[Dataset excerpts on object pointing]
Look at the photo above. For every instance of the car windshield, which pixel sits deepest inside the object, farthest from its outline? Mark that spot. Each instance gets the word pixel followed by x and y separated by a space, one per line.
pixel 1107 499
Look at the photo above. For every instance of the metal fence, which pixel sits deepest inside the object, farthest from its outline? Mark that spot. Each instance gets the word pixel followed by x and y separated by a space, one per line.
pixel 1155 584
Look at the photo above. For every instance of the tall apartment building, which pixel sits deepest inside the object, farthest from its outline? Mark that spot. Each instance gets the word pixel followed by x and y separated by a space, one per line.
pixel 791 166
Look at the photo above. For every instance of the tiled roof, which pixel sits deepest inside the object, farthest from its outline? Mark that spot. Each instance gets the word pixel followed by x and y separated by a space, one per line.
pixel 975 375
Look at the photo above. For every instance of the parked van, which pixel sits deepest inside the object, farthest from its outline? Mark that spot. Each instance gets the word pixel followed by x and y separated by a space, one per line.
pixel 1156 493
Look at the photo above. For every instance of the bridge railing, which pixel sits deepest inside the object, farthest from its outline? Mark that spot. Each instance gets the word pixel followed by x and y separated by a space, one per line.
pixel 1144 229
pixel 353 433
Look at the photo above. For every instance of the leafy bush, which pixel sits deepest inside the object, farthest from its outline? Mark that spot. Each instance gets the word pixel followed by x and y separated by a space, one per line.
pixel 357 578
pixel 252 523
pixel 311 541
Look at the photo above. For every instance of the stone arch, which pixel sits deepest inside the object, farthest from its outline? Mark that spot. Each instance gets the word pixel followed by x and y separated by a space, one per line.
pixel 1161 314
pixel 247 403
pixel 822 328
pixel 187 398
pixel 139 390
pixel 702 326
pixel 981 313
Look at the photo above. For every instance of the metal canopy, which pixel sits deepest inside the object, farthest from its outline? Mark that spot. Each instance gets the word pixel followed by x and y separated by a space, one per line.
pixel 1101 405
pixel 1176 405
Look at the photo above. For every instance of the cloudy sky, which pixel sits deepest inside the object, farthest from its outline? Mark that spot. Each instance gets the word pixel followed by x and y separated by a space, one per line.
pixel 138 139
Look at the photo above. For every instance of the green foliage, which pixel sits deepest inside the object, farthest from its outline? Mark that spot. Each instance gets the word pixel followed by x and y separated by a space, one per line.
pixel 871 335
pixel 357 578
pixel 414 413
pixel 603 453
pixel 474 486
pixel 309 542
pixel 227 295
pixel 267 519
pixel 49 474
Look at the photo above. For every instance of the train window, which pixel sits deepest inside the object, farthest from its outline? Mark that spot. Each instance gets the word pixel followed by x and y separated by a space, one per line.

--- Your objective ---
Reproduce exactly the lines from the one containing "Look at the photo above. For every instance of the cloudy" through the last line of the records above, including both, and nothing else.

--- Expected answer ---
Look at the photo above. For every instance of the cloudy sky, which pixel sits deepest inside the object, farthest from its outline? Mark that spot. Each instance gets the word pixel followed by x and y separated by a space, one per line.
pixel 138 139
Look at the photo above. For every instance of the green foliage, which pixel sits deepest inside the object, farthest from its outline? Mark that spot. Each instance gets the word pixel followed by x and y separated by a space, one per line.
pixel 871 335
pixel 357 578
pixel 414 413
pixel 603 453
pixel 474 486
pixel 309 542
pixel 227 295
pixel 267 519
pixel 49 474
Look at the photo above. For every instance of the train window, which pixel sits deepest inside the object, farthest from its outline? Mark that spot. Each instance gets the word pixel followed by x and y separated by a space, one per line.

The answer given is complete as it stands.